▸ Exercise brief: From the passage on the FBI director's testimony about the Boston bombing, retype the section starting with "From the outset, the" and going on through "working for years.".

Selected excerpt below:

Gingerly raising what she called “investigatory gaps,” she echoed the official line that the failure to prevent the bombings was the result of Tamerlan Tsarnaev having “slipped through the cracks.” She further promoted the official story by suggesting that the two suspects were “lone wolf” terrorists, with no connections to outside groups. She then suggested that the FBI needed broader powers to track and interrogate suspects and more money to keep “ahead of the bad guys.”
She also announced that the morning hearing would recess at 11 AM and move to a classified session, “where we can talk more fully about Boston and other key national security threats like cybersecurity.”
Knowing he had nothing to fear from the committee, Mueller nonchalantly defended the FBI’s handling of the Tsarnaevs and its failure to alert state or local authorities. He declared, “As a result of this, I would say, thorough investigation, based on the leads we got from the Russians, we found no ties to terrorism.”
Beyond this bald and implausible assertion, Mueller descended into double-talk and outright gibberish. “To the extent that we go back and look and scrub and see what we could have done better,” he said, “this is an area where we're looking at and scrubbing it and doing better.”
In his prepared remarks to the committee, the FBI director reiterated the official line of the Obama administration that the Boston bombing was the work of isolated terrorists with no ties to outside organizations. “It is increasingly likely,” he said, while offering no substantiation, “that the Boston attacks may prove to be the latest example of homegrown extremism.”
From the outset, the administration and the various intelligence and police agencies have promoted this line, evidently motivated by an eagerness to foreclose a serious investigation into the connection between the bombings, the Tsarnaevs and the domestic and foreign activities of the US government.
The official story—that the Tsarnaevs were “lone wolf” actors and the failures of US police and security agencies were merely the result of mistakes or inadvertence—is the least plausible of all explanations. It is far more likely that US intelligence agencies, including the FBI, were using, or planned to use, Tamerlan Tsarnaev to further their operations with Islamist separatist forces in Chechnya and Dagestan, with whom they have been working for years.
That the American state secretly maintains extensive relations with known or suspected terrorists was underscored on Thursday with the release of a public summary of a report by the Justice Department’s inspector general on the handling of terrorists enrolled in the government’s Witness Security Program. The report revealed that the US Marshals Service, a unit of the Justice Department that runs the witness protection program, has given scores of terrorists new identities over recent decades and shielded them from other state security agencies.
The report summary—the actual report remains classified and has not been shown to members of Congress—noted that the witness protection program did not turn over the new names of terrorist protectees to the FBI’s Terrorist Screening Center. As a result, individuals who had been tagged in the past for extra scrutiny at airports or placed on the no-fly list were allowed to fly on commercial flights.
The report also noted that witness protectees included people known or suspected by the government to have been terrorists trained in aviation and the making of explosives, and individuals who plotted bomb attacks or conspired to murder US officials.
Another development points to the intensive and sinister involvement of the FBI and CIA with anti-Russian terrorist elements in the Caucasus. Last Monday, Russian authorities announced that they had caught a CIA officer attempting to recruit a Russian intelligence agent who specializes in the region that includes Chechnya and Dagestan.

End of Selected excerpt.
Supplied records below:

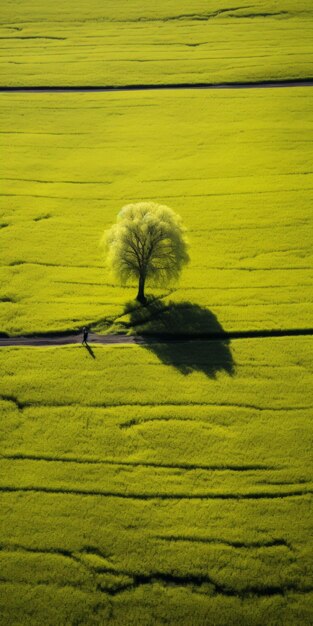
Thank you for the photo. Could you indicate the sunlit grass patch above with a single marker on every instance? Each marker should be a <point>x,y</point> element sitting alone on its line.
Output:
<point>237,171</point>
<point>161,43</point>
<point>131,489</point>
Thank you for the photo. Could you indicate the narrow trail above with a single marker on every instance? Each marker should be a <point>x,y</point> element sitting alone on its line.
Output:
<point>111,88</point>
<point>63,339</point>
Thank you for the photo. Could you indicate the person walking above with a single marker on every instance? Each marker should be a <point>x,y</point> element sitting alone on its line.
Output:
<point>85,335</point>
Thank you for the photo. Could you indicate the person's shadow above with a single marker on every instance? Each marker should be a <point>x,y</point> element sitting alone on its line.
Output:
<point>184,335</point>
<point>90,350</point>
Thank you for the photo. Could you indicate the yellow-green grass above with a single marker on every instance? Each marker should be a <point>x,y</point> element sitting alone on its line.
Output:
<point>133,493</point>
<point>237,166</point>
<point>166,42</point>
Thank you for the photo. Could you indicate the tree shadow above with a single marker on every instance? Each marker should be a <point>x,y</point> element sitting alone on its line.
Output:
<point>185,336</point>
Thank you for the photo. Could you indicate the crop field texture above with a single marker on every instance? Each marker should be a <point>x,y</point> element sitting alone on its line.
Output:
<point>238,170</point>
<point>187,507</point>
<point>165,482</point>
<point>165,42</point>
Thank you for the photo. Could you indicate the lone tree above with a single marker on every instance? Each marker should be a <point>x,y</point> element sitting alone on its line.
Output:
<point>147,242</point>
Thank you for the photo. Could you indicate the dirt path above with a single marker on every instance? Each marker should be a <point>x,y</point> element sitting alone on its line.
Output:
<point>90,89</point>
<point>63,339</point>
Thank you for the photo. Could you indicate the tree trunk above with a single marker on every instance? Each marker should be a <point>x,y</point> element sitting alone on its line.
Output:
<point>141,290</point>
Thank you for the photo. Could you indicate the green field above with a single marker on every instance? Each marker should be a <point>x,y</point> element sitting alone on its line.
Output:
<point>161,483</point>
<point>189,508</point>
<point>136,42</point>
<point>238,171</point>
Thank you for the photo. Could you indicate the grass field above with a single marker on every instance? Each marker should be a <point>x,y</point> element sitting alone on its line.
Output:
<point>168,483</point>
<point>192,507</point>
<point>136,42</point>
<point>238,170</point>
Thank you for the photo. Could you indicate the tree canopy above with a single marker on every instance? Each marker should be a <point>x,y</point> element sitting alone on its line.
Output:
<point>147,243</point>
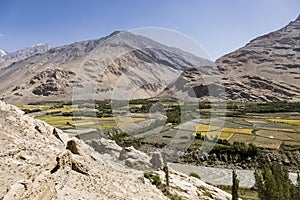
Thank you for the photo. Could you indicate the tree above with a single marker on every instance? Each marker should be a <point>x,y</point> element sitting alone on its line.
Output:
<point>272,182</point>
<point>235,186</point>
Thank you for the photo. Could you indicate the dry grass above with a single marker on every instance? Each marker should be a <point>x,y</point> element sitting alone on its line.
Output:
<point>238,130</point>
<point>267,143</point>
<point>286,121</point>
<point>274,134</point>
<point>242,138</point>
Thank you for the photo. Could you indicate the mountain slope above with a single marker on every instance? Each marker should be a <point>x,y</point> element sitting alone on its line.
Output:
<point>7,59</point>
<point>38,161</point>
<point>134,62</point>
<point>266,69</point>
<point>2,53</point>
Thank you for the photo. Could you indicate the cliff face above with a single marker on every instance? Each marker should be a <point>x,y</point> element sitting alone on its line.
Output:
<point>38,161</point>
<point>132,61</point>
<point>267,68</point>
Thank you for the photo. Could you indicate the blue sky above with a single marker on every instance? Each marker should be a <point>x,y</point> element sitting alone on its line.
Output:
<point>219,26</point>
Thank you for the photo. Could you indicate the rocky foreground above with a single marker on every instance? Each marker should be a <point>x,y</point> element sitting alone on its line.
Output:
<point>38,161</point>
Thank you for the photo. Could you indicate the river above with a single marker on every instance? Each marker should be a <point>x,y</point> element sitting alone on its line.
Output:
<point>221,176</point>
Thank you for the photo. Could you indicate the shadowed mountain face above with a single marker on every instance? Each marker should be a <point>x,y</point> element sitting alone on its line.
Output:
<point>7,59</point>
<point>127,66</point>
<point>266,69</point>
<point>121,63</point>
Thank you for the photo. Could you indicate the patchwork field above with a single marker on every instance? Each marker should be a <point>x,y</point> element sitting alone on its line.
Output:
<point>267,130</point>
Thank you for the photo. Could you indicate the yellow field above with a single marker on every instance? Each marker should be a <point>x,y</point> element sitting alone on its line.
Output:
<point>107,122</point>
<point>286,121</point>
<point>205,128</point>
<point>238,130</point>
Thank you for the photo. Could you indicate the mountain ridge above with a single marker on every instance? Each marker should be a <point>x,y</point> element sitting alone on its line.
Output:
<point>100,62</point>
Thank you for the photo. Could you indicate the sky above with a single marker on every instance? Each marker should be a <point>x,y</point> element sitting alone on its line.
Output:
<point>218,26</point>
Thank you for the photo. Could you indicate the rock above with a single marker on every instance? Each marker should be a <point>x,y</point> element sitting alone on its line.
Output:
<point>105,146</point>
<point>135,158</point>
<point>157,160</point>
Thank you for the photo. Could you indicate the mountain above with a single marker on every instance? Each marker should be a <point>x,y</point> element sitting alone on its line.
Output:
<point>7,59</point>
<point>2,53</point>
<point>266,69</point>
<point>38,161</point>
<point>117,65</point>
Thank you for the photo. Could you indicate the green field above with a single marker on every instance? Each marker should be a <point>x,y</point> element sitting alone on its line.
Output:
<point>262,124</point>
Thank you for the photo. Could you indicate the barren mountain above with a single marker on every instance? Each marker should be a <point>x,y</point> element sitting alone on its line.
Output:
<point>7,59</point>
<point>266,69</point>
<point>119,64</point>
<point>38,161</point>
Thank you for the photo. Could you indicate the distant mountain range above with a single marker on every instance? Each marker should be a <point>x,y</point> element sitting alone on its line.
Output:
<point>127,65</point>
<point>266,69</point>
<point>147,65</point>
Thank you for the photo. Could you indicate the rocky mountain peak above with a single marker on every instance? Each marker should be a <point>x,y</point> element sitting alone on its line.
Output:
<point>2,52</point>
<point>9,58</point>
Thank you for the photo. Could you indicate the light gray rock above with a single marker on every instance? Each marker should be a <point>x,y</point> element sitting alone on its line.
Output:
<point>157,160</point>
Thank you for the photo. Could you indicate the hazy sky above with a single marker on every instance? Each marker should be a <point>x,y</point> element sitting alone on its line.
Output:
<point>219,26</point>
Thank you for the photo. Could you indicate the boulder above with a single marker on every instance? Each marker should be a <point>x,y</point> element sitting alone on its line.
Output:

End of Supplied records.

▸ Answer to the problem:
From the outset, the administration and the various intelligence and police agencies have promoted this line, evidently motivated by an eagerness to foreclose a serious investigation into the connection between the bombings, the Tsarnaevs and the domestic and foreign activities of the US government.
The official story—that the Tsarnaevs were “lone wolf” actors and the failures of US police and security agencies were merely the result of mistakes or inadvertence—is the least plausible of all explanations. It is far more likely that US intelligence agencies, including the FBI, were using, or planned to use, Tamerlan Tsarnaev to further their operations with Islamist separatist forces in Chechnya and Dagestan, with whom they have been working for years.